Copy out every row below word for word, changing nothing.
===
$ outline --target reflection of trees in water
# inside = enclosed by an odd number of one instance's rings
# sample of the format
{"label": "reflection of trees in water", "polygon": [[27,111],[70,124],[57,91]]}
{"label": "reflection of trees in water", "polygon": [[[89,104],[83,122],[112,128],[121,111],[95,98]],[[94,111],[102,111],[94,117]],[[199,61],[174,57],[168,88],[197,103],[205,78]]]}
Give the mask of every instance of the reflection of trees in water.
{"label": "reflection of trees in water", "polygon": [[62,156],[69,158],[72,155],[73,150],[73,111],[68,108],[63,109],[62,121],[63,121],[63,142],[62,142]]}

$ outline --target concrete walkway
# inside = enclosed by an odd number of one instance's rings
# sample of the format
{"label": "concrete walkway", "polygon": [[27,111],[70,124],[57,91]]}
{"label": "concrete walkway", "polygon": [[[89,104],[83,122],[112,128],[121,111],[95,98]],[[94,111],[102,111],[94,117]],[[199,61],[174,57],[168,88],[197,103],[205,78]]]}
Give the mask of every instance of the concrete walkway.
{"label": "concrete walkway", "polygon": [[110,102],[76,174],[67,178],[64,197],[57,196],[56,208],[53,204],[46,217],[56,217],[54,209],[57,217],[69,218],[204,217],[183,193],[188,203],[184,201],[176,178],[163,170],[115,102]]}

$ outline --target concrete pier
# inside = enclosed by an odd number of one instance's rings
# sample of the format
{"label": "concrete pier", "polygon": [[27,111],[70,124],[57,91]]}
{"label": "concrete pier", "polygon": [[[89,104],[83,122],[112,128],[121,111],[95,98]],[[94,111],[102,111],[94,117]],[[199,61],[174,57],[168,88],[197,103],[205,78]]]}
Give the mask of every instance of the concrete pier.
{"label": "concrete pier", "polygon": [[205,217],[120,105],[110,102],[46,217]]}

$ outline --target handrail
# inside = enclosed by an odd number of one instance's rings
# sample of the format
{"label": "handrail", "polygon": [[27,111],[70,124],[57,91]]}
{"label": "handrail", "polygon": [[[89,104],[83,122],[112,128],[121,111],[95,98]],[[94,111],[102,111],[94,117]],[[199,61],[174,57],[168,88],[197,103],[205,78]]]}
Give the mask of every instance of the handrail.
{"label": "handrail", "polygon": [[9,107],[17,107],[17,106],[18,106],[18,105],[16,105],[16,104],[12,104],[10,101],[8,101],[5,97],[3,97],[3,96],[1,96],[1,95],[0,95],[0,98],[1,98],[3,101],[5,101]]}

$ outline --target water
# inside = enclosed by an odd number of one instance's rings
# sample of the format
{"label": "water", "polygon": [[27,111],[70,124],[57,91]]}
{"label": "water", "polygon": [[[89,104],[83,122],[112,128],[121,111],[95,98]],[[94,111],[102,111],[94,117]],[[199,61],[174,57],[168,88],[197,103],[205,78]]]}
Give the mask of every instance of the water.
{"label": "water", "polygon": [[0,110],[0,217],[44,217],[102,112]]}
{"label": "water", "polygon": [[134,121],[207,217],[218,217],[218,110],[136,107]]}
===
• [The reply]:
$ outline --target reflection of trees in water
# inside = enclosed by an odd number of one instance's rings
# sample of the format
{"label": "reflection of trees in water", "polygon": [[27,111],[70,124],[57,91]]}
{"label": "reflection of trees in water", "polygon": [[[89,104],[83,122],[112,128],[121,111],[95,98]],[[94,111],[102,111],[94,117]],[[199,61],[174,57],[168,88],[197,103],[205,78]]]}
Give the mask of every instance of the reflection of trees in water.
{"label": "reflection of trees in water", "polygon": [[62,156],[69,158],[72,155],[73,150],[73,111],[68,108],[63,109],[62,121],[63,121],[63,142],[62,142]]}

$ outline --target concrete walkway
# inside = enclosed by an odd number of one instance's rings
# sample of the format
{"label": "concrete walkway", "polygon": [[27,111],[70,124],[57,91]]}
{"label": "concrete walkway", "polygon": [[[89,104],[83,122],[112,128],[121,111],[95,98]],[[94,111],[102,111],[94,117]],[[199,61],[174,57],[168,88],[197,103],[205,78]]]}
Give the mask of every instance of the concrete walkway.
{"label": "concrete walkway", "polygon": [[110,102],[76,174],[67,178],[64,197],[57,196],[56,208],[53,204],[46,217],[56,217],[54,209],[57,217],[69,218],[204,217],[183,193],[188,203],[184,201],[176,178],[163,170],[115,102]]}

$ outline --target concrete pier
# inside = enclosed by an odd number of one instance's rings
# sample of the format
{"label": "concrete pier", "polygon": [[27,111],[70,124],[57,91]]}
{"label": "concrete pier", "polygon": [[[89,104],[83,122],[112,128],[121,111],[95,98]],[[94,111],[102,111],[94,117]],[[199,61],[174,57],[168,88],[197,103],[205,78]]]}
Give the mask of every instance of the concrete pier.
{"label": "concrete pier", "polygon": [[205,217],[120,105],[110,102],[46,217]]}

$ outline --target handrail
# inside = enclosed by an odd number of one instance's rings
# sample of the format
{"label": "handrail", "polygon": [[27,111],[70,124],[57,91]]}
{"label": "handrail", "polygon": [[[89,104],[83,122],[112,128],[121,111],[95,98]],[[94,111],[102,111],[94,117]],[[199,61],[174,57],[168,88],[197,103],[205,78]]]}
Give the mask of every instance of the handrail.
{"label": "handrail", "polygon": [[9,107],[17,107],[17,106],[18,106],[18,105],[16,105],[16,104],[12,104],[10,101],[8,101],[5,97],[3,97],[3,96],[1,96],[1,95],[0,95],[0,98],[1,98],[3,101],[5,101]]}

$ outline --target water
# inside = enclosed by an odd number of one instance's rings
# sample of the format
{"label": "water", "polygon": [[27,111],[70,124],[57,91]]}
{"label": "water", "polygon": [[[89,104],[83,122],[112,128],[121,111],[95,98]],[[94,111],[102,111],[94,117]],[[199,61],[174,57],[168,88],[197,103],[205,78]]]}
Give the mask of every instance of the water.
{"label": "water", "polygon": [[0,110],[0,217],[44,217],[102,112]]}
{"label": "water", "polygon": [[134,121],[207,217],[218,217],[218,110],[136,107]]}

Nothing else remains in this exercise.